Exercise aim -
Output nothing but the lines from the line with "Would you mind indicating the light" through the end of the listing below, both ends included.

———

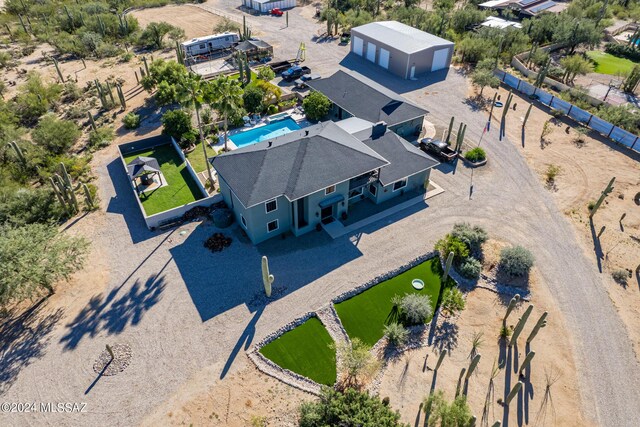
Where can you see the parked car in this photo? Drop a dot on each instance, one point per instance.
(438, 148)
(301, 83)
(295, 72)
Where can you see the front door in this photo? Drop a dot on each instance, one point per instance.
(326, 214)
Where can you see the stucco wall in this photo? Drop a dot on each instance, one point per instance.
(413, 182)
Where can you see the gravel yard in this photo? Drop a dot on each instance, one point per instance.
(188, 314)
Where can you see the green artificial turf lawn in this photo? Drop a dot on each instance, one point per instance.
(197, 160)
(305, 350)
(609, 64)
(364, 315)
(181, 188)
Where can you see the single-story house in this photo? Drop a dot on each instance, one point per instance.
(298, 181)
(357, 96)
(525, 8)
(403, 50)
(265, 6)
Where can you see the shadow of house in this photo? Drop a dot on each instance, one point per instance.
(113, 312)
(218, 282)
(23, 339)
(390, 81)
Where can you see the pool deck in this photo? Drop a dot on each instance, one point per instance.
(298, 117)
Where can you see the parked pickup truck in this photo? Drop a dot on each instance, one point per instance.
(301, 83)
(295, 72)
(438, 148)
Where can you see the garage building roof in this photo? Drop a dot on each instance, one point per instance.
(402, 37)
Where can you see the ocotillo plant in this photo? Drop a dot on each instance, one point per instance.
(516, 388)
(55, 62)
(542, 322)
(449, 131)
(520, 325)
(526, 362)
(510, 307)
(92, 122)
(447, 267)
(19, 154)
(267, 279)
(604, 194)
(472, 366)
(443, 353)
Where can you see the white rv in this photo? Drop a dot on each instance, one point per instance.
(208, 44)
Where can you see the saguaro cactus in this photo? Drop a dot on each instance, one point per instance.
(510, 307)
(516, 388)
(472, 366)
(526, 362)
(520, 325)
(447, 267)
(542, 322)
(267, 279)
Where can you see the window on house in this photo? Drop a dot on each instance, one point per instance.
(355, 193)
(271, 205)
(399, 184)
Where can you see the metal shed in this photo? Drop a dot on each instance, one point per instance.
(265, 6)
(401, 49)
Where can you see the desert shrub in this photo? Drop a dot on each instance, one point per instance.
(396, 333)
(415, 309)
(252, 99)
(351, 407)
(316, 106)
(131, 121)
(621, 276)
(473, 236)
(450, 243)
(28, 206)
(445, 414)
(475, 155)
(101, 137)
(54, 134)
(516, 261)
(452, 300)
(470, 268)
(176, 123)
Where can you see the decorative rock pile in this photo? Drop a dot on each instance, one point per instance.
(108, 366)
(217, 242)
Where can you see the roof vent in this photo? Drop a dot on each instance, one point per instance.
(378, 130)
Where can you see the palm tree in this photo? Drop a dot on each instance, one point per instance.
(226, 99)
(191, 90)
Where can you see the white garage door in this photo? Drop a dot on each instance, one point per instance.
(384, 58)
(357, 45)
(440, 59)
(371, 52)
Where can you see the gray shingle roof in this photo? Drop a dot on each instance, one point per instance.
(296, 164)
(366, 99)
(404, 158)
(402, 37)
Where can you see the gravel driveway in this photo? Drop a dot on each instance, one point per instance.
(186, 313)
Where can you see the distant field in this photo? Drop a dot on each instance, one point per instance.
(609, 64)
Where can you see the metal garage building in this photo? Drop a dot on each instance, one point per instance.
(401, 49)
(265, 6)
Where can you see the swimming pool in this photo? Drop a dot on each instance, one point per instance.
(262, 133)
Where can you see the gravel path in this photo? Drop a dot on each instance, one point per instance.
(186, 313)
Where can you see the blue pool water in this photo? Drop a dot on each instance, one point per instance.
(262, 133)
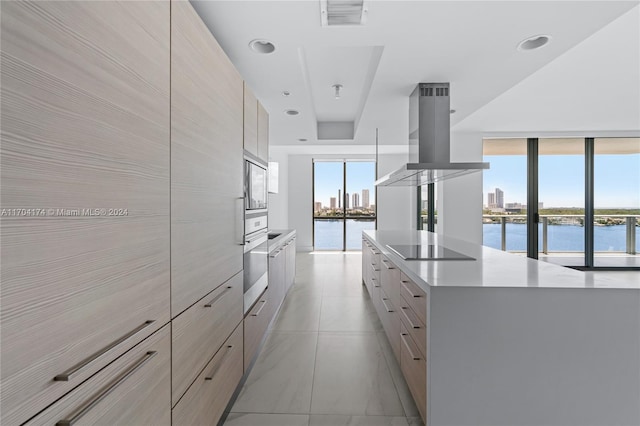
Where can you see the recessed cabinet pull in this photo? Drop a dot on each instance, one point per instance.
(404, 340)
(124, 376)
(68, 375)
(384, 303)
(215, 369)
(405, 309)
(256, 313)
(215, 299)
(404, 284)
(277, 254)
(387, 265)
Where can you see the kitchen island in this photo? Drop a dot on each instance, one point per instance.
(509, 340)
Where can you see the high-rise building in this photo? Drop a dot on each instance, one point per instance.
(365, 198)
(491, 200)
(499, 198)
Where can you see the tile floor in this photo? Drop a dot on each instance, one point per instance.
(326, 361)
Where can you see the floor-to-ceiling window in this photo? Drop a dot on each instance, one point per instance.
(616, 234)
(587, 199)
(344, 203)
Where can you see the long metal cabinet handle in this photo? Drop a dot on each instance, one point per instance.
(215, 369)
(384, 303)
(256, 313)
(137, 365)
(404, 340)
(68, 375)
(405, 309)
(215, 299)
(404, 284)
(384, 262)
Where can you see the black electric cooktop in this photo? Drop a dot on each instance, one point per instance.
(427, 252)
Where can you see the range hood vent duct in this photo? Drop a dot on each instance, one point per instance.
(429, 141)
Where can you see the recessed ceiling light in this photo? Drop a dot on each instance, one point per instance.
(534, 42)
(262, 46)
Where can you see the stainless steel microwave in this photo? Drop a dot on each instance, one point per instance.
(255, 185)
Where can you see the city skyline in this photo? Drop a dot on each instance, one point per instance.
(561, 180)
(328, 181)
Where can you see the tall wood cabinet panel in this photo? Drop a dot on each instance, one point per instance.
(206, 161)
(250, 122)
(85, 125)
(263, 133)
(133, 390)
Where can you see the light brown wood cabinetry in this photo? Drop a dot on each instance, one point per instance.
(204, 402)
(85, 157)
(250, 121)
(414, 297)
(255, 325)
(206, 160)
(263, 133)
(199, 331)
(414, 369)
(133, 390)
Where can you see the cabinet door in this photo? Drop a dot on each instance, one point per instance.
(263, 133)
(206, 399)
(85, 161)
(206, 161)
(133, 390)
(250, 121)
(199, 331)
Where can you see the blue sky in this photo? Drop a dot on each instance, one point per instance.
(328, 179)
(561, 180)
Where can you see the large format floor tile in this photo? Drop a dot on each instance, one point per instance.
(352, 377)
(281, 380)
(326, 360)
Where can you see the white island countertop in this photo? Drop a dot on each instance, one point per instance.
(491, 267)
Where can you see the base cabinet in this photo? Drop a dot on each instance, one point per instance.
(133, 390)
(402, 308)
(206, 399)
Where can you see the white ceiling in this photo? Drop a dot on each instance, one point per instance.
(587, 78)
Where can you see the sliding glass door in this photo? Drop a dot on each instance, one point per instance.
(582, 200)
(344, 201)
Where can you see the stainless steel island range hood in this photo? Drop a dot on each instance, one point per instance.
(429, 141)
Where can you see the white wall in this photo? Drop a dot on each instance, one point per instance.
(460, 199)
(279, 203)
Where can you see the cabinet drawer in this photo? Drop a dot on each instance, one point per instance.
(414, 297)
(135, 389)
(414, 327)
(390, 322)
(255, 325)
(390, 279)
(414, 370)
(206, 399)
(200, 330)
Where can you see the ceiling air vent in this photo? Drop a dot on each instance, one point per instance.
(342, 12)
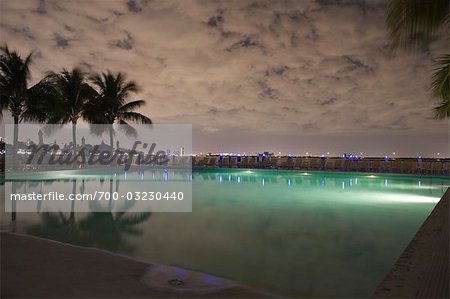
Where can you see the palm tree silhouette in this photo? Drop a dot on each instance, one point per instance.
(111, 106)
(24, 103)
(412, 24)
(73, 94)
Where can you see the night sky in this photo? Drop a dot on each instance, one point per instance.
(289, 76)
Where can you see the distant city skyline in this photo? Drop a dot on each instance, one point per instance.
(250, 76)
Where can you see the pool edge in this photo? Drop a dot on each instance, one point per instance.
(422, 270)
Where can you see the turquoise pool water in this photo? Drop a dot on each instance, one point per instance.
(298, 234)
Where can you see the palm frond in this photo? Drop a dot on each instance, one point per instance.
(413, 23)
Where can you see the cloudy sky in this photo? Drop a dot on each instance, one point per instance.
(289, 76)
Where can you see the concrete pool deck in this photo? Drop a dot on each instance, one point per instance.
(32, 267)
(422, 271)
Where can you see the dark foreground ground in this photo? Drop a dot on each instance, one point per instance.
(37, 268)
(422, 271)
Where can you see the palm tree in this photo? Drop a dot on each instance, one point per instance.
(412, 24)
(112, 106)
(74, 96)
(24, 103)
(440, 86)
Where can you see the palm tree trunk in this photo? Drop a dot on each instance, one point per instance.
(72, 206)
(15, 142)
(74, 141)
(111, 139)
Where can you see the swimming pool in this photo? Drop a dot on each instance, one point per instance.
(298, 234)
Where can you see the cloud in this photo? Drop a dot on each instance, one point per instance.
(291, 67)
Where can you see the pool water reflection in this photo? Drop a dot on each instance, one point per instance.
(293, 233)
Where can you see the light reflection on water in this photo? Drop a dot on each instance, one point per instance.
(292, 233)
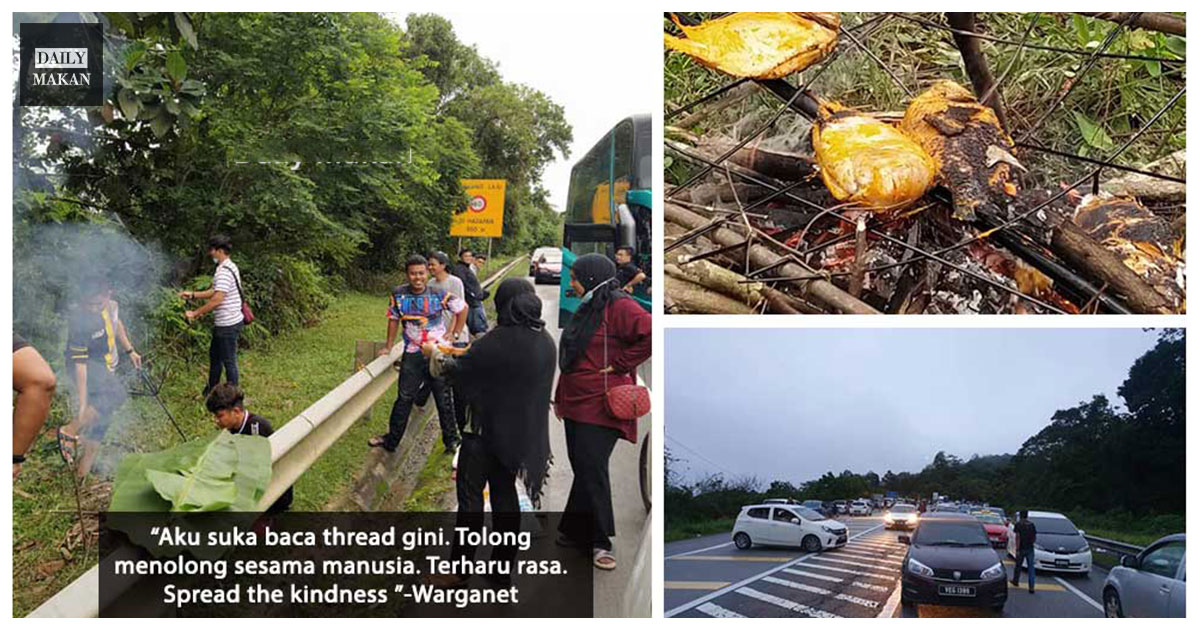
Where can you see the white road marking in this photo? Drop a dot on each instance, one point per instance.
(889, 609)
(810, 588)
(1080, 593)
(810, 574)
(786, 603)
(853, 572)
(713, 610)
(700, 550)
(865, 566)
(714, 594)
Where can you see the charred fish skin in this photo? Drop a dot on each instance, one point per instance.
(762, 46)
(971, 149)
(867, 161)
(1143, 240)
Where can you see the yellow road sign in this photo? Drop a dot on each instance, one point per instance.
(485, 210)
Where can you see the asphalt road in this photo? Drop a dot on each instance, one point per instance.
(625, 590)
(708, 576)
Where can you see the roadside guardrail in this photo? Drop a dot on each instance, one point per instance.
(1115, 548)
(295, 447)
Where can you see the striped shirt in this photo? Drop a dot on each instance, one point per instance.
(226, 279)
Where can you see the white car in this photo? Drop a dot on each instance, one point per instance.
(1060, 545)
(787, 525)
(1151, 584)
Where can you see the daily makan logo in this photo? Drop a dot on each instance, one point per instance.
(61, 65)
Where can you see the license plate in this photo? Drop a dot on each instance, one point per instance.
(957, 591)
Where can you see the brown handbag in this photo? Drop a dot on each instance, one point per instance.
(624, 401)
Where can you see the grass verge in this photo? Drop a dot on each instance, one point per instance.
(297, 370)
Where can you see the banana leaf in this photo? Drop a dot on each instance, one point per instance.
(226, 472)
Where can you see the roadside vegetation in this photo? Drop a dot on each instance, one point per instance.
(1116, 470)
(327, 167)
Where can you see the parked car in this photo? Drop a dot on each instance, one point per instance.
(787, 525)
(1060, 545)
(1151, 584)
(901, 516)
(546, 264)
(995, 526)
(816, 504)
(951, 561)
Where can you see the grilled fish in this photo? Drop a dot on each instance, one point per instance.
(972, 151)
(759, 45)
(867, 161)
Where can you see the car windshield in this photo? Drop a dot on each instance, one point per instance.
(808, 513)
(967, 533)
(989, 518)
(1053, 526)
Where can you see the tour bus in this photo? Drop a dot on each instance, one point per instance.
(609, 205)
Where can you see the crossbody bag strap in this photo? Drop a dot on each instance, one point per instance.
(238, 282)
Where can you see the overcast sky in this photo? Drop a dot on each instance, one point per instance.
(601, 66)
(784, 404)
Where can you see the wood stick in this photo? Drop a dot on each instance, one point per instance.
(695, 298)
(817, 289)
(1080, 249)
(1161, 22)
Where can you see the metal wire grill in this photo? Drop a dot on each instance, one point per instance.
(796, 97)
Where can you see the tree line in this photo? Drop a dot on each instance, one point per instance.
(328, 145)
(1096, 456)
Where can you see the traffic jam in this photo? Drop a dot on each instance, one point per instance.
(894, 557)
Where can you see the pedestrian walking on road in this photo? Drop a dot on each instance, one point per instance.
(505, 378)
(443, 281)
(607, 339)
(1026, 536)
(96, 340)
(227, 404)
(33, 387)
(477, 318)
(225, 299)
(419, 309)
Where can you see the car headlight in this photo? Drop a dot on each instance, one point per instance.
(919, 568)
(996, 570)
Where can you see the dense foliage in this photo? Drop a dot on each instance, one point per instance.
(328, 145)
(1095, 456)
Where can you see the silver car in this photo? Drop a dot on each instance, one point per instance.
(1151, 584)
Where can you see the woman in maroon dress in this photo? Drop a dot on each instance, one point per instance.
(607, 339)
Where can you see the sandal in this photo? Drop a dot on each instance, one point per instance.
(381, 441)
(69, 446)
(604, 560)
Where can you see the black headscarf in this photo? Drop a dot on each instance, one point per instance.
(507, 378)
(598, 275)
(517, 305)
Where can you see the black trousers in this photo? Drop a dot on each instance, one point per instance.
(414, 370)
(223, 356)
(588, 448)
(479, 467)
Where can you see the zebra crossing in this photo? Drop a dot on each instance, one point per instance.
(858, 580)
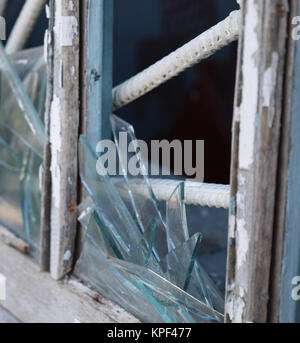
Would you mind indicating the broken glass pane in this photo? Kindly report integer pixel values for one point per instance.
(21, 143)
(126, 225)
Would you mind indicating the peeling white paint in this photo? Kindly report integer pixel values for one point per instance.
(240, 306)
(269, 84)
(249, 101)
(47, 11)
(56, 144)
(69, 29)
(242, 243)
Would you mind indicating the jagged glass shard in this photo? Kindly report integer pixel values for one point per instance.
(142, 203)
(17, 110)
(115, 219)
(94, 268)
(197, 282)
(126, 225)
(179, 263)
(21, 146)
(193, 309)
(177, 229)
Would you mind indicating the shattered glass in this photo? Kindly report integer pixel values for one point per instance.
(134, 253)
(22, 98)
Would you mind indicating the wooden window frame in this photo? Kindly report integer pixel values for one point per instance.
(264, 185)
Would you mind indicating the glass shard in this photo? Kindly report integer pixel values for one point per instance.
(21, 145)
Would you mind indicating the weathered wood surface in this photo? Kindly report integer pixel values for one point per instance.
(34, 297)
(256, 134)
(10, 239)
(287, 248)
(6, 317)
(64, 126)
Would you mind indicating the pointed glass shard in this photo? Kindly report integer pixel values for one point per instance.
(171, 295)
(94, 268)
(21, 150)
(142, 202)
(17, 110)
(113, 214)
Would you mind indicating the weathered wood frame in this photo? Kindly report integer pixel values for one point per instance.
(263, 236)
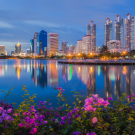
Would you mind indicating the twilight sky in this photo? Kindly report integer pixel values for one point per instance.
(19, 19)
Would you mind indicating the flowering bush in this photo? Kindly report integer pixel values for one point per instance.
(90, 116)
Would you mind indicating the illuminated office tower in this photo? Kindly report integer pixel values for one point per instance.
(128, 31)
(88, 29)
(2, 50)
(119, 29)
(108, 31)
(78, 47)
(86, 44)
(93, 35)
(42, 43)
(32, 45)
(64, 47)
(18, 48)
(132, 32)
(35, 41)
(52, 44)
(91, 30)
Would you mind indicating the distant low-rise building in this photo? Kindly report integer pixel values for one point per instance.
(114, 44)
(18, 48)
(60, 53)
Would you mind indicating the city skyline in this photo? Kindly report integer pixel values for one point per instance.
(69, 24)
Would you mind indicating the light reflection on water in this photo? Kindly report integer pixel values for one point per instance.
(39, 76)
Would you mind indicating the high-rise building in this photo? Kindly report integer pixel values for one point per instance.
(93, 35)
(78, 47)
(91, 30)
(18, 48)
(108, 31)
(64, 47)
(119, 29)
(42, 43)
(12, 53)
(132, 32)
(32, 45)
(128, 31)
(35, 41)
(52, 44)
(88, 29)
(86, 44)
(2, 50)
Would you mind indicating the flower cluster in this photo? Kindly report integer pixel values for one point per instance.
(93, 102)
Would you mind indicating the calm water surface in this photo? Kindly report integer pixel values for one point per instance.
(40, 76)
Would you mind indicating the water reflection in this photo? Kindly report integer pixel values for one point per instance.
(107, 81)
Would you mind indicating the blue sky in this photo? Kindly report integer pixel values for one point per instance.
(19, 19)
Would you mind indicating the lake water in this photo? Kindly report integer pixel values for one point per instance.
(40, 76)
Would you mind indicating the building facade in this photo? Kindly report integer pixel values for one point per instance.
(2, 50)
(32, 45)
(132, 32)
(64, 47)
(119, 29)
(52, 44)
(114, 45)
(91, 30)
(108, 31)
(86, 45)
(128, 31)
(42, 43)
(35, 41)
(18, 48)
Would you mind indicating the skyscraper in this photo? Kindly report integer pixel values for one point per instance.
(52, 44)
(32, 45)
(2, 50)
(18, 48)
(93, 35)
(132, 32)
(119, 29)
(42, 43)
(108, 31)
(35, 41)
(128, 31)
(88, 29)
(63, 46)
(91, 30)
(86, 44)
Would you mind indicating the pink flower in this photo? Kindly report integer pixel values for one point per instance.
(9, 110)
(94, 120)
(63, 90)
(100, 101)
(45, 122)
(21, 124)
(32, 107)
(1, 108)
(95, 96)
(105, 103)
(33, 131)
(88, 101)
(90, 108)
(29, 114)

———

Answer below -
Would you mind indicating the light reflection on water in this photo? Kindly report integer pixel values for one point per instance.
(39, 76)
Would you mind indicating the high-rise building in this photo? Kindly report integer pixel values for one point per instance.
(93, 35)
(78, 47)
(91, 30)
(18, 48)
(108, 31)
(64, 47)
(119, 29)
(42, 43)
(12, 53)
(132, 32)
(32, 45)
(128, 31)
(35, 41)
(52, 44)
(88, 29)
(86, 44)
(2, 50)
Would you mind indicating the flower cluster in this photo? Kindly report integer pixel values for one point per instance.
(93, 102)
Would you mind indicating the calm water surface in this photo? Kindly report integer pixel values for one point per instance.
(40, 76)
Would you mind indicating the water reflection in this photo? Kindly report integer pixel values for one point per instance.
(107, 81)
Would you mind indicating the blue sky in this photo? Kindly report integer pixel values for one point per instance.
(19, 19)
Would you mind indicating the lake water in this photo? Kindly report integer pixel values for one point per instance.
(40, 76)
Would you mind indicating the building facade in this photo? Kindly report integer pixel values for one point per instance.
(2, 50)
(32, 45)
(132, 32)
(64, 47)
(119, 29)
(52, 44)
(114, 45)
(91, 30)
(108, 31)
(86, 45)
(128, 31)
(42, 43)
(35, 41)
(18, 48)
Would you mind indicating the skyscraper in this photo? Kindly report integer pixel values for one point per instance.
(52, 44)
(32, 45)
(2, 50)
(18, 48)
(93, 35)
(132, 32)
(119, 29)
(42, 43)
(108, 31)
(35, 41)
(128, 31)
(88, 29)
(63, 46)
(91, 30)
(86, 44)
Would you mind indicating the pink flower in this photo? Kindly report integer pixel values for one point per instance.
(9, 110)
(94, 120)
(63, 90)
(100, 101)
(45, 122)
(21, 124)
(32, 107)
(1, 108)
(95, 96)
(105, 103)
(33, 131)
(88, 101)
(90, 108)
(29, 114)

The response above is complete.